Extracted records:
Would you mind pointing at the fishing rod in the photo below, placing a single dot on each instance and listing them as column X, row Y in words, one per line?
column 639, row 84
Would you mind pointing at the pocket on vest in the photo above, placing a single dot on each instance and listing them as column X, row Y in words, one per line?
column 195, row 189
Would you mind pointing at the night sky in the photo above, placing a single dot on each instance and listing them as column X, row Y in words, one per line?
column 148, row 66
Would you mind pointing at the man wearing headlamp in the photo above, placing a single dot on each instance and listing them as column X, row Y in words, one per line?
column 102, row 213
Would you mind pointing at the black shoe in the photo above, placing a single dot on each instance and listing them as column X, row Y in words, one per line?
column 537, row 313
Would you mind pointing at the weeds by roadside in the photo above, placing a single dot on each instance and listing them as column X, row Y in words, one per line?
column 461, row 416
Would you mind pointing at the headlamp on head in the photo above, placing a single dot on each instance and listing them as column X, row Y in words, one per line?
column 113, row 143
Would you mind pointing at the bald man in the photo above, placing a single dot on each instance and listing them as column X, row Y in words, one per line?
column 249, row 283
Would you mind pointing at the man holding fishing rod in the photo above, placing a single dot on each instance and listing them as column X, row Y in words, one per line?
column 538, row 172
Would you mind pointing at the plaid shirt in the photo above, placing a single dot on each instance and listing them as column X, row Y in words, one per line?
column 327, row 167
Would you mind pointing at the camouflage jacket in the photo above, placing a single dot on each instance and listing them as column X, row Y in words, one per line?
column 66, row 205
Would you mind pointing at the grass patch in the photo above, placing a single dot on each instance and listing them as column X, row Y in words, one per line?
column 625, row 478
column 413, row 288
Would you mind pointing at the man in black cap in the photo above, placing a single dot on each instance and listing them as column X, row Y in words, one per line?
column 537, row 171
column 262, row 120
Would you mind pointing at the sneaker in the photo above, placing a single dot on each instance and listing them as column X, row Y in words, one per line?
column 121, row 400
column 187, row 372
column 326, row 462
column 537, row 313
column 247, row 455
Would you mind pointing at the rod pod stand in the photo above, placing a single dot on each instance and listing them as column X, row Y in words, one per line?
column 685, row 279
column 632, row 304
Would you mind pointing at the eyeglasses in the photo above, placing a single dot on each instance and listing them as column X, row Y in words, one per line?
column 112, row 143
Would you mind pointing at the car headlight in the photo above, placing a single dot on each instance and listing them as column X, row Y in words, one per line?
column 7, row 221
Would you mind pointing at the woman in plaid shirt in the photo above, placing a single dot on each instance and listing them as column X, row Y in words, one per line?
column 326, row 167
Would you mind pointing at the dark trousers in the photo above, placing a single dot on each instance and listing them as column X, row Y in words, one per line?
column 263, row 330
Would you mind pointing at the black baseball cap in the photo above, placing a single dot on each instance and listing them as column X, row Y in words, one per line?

→ **Exercise instructions**
Give back each record, exactly as it reads.

→ **Response to the task**
Would you mind pointing at the fishing rod in the photo below, placing a single dot on each instance and listing them as column X, row Y in words, one per line?
column 639, row 84
Would you mind pointing at the pocket on vest in the photo above, placing a single dot on each instance and listing them as column X, row Y in words, one per line?
column 195, row 189
Would you mind pointing at the night sky in the photo above, placing a single dot on each instance and listing them as column X, row Y in words, one per line?
column 148, row 66
Would you mind pointing at the man wearing headlamp in the photo above, placing a single dot on each instance and listing them as column X, row Y in words, one per line?
column 102, row 213
Would you mind pointing at the black shoe in the photo above, placing a single dot on each instance and listing them as column X, row Y in words, one per line?
column 537, row 313
Would you mind pointing at the weeds by roadside in the photo above, placing a single dot on each instance and listing them as column X, row Y in words, one per line?
column 461, row 416
Would you mind pointing at the headlamp on head in the photo above, placing a single dot on each instance and listing them as column X, row Y in words, one per line?
column 113, row 143
Would you mind pointing at the bald man in the photo above, placing a single dot on each instance and listing them as column X, row Y in words, one per line?
column 249, row 283
Would you mind pointing at the man holding fishing rod in the photo above, placing a single dot on each instance and listing them as column X, row Y in words, one per line?
column 538, row 172
Would you mind pointing at the plaid shirt in the photo above, placing a single dot on each instance and listing them as column X, row Y in words, one per line?
column 327, row 167
Would you mind pointing at the camouflage jacket in the photo above, placing a single dot on each instance and listing them as column X, row Y in words, one per line?
column 66, row 205
Would you mind pointing at the grass patch in the photo above, placing a single dot on each instance and listing them as column X, row Y in words, one per line?
column 625, row 478
column 413, row 288
Would you mind pointing at the man in black cap in the photo above, placing a single dot on each instance and listing them as column X, row Y in words, one per line?
column 537, row 171
column 262, row 120
Would you mind pointing at the sneaker in the photo above, placing a single dot on each instance and listing them as column X, row Y in words, one per line?
column 121, row 400
column 187, row 372
column 326, row 462
column 537, row 313
column 247, row 455
Would you mind pointing at the rod pod stand in the photo above, placing a single dot on each instance and listing them as column X, row Y in words, one per line?
column 685, row 279
column 632, row 304
Would you mind pointing at the eyeglasses in the photo above, placing a single dot on each instance and listing them as column X, row Y in words, one per line?
column 112, row 143
Would you mind pointing at the car headlight in the photo above, placing a single dot on each instance and listing them as column X, row Y in words, one per line?
column 7, row 221
Would you mind pointing at the woman in plaid shirt in the photo above, placing a single dot on each instance and listing them as column X, row Y in words, one per line?
column 326, row 167
Would you mind pointing at the dark trousers in the photo above, placing a single dot on each instance and listing them as column X, row Y in words, one per line?
column 263, row 330
Would you mind pointing at the black baseball cap in the photo above, placing a single dot on each instance and listing them as column X, row Y in words, one per line?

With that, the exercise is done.